## Exercise directions
The line containing "Mark the gravel" marks the start; return it and every line after it in the listing below, exactly, through the last.

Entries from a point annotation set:
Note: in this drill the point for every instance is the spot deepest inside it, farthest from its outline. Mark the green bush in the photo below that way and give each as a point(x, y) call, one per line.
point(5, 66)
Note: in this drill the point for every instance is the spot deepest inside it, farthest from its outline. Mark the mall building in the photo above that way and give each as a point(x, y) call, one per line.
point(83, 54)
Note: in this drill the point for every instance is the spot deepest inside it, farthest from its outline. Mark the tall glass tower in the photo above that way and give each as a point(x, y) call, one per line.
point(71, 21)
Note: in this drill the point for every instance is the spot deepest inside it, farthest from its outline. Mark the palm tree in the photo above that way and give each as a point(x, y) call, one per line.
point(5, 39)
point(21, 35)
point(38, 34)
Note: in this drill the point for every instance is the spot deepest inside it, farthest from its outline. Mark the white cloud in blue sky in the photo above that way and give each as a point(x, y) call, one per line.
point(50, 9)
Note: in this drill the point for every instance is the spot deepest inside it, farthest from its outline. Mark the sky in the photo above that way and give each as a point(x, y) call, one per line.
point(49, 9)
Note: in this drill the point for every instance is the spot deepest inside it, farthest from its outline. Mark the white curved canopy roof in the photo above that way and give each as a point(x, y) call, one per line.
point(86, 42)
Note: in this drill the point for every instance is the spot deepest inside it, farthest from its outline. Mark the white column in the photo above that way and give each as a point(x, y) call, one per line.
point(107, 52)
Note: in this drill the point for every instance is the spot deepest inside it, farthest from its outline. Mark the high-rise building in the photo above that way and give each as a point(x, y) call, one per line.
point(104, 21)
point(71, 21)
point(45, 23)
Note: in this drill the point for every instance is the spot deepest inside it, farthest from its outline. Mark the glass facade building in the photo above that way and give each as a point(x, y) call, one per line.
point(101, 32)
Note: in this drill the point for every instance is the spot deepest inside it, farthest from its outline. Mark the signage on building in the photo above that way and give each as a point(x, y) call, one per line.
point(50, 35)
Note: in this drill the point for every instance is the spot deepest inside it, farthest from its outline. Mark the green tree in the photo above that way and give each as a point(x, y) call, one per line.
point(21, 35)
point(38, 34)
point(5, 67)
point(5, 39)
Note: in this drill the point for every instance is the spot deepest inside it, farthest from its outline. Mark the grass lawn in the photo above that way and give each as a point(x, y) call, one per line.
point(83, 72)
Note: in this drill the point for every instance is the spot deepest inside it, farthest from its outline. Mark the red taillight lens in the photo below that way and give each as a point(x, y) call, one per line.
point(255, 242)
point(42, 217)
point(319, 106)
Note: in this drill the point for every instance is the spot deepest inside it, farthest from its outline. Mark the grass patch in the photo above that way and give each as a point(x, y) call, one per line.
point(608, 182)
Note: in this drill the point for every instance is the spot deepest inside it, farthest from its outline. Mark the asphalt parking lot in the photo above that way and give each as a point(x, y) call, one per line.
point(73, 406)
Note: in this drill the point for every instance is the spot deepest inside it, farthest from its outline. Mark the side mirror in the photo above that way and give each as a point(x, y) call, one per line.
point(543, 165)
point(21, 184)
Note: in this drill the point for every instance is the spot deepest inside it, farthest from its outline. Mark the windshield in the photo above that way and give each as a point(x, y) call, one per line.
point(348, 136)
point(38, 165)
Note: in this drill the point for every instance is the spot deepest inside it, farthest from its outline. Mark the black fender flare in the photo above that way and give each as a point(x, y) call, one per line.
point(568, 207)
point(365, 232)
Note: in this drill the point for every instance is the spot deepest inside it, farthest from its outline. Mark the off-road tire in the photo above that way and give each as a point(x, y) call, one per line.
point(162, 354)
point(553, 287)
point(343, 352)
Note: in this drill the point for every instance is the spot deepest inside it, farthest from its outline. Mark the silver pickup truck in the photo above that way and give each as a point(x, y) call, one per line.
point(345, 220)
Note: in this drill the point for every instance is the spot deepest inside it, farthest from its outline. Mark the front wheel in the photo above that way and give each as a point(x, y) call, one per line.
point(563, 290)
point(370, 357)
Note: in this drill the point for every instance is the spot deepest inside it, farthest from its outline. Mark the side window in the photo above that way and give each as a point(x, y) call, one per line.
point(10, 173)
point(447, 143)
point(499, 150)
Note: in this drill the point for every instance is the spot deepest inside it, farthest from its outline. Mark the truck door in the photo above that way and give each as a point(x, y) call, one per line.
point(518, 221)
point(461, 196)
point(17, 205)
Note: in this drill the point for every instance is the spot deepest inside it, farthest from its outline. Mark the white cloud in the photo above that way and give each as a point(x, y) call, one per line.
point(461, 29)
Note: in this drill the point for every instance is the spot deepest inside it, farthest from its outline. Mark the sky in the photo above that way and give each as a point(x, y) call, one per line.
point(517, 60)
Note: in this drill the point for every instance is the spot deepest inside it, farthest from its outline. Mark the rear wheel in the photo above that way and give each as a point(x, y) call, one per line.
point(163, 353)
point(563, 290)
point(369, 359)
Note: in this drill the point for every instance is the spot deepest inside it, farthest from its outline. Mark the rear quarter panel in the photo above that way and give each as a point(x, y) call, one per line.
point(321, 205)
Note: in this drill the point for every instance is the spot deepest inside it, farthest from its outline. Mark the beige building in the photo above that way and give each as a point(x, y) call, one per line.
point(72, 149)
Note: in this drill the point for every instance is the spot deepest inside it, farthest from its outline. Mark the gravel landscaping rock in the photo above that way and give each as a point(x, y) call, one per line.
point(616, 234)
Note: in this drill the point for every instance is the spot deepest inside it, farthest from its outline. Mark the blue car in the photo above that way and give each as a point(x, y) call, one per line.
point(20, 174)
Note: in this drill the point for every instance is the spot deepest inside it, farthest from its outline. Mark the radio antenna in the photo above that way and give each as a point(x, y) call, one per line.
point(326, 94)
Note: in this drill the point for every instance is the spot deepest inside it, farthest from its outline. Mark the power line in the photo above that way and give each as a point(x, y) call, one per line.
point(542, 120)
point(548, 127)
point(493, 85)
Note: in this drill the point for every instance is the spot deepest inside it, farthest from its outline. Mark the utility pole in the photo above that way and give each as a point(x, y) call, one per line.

## Output
Note: in this drill the point for every instance is the spot deepest inside it, farthest from its outline. Mark the gravel landscaping rock in the photo above that way and give each as a point(x, y) call, one per line.
point(616, 234)
Note: in this drill the point for every instance is the spot deepest inside it, farthest from its outline. Mark the blue car in the photo above that way and give each as a point(x, y) call, one per line.
point(20, 174)
Note: in this drill the point for every instance is the spot deepest inside it, farthest from its outline. Mark the radio antenna in the photo above that way and give each as a point(x, y) call, one per line.
point(326, 94)
Note: in this drill the point for every instance is the spot deepest inside it, farthest from its outline. Mark the power line in the photo above that way and give each as a point(x, y) call, one per line.
point(542, 120)
point(548, 127)
point(493, 85)
Note: in this drill the point for every instance is the spot deepest inside it, farthest from its outline. Mark the utility pole in the photo above that way and give each as a point(x, y) call, one per line.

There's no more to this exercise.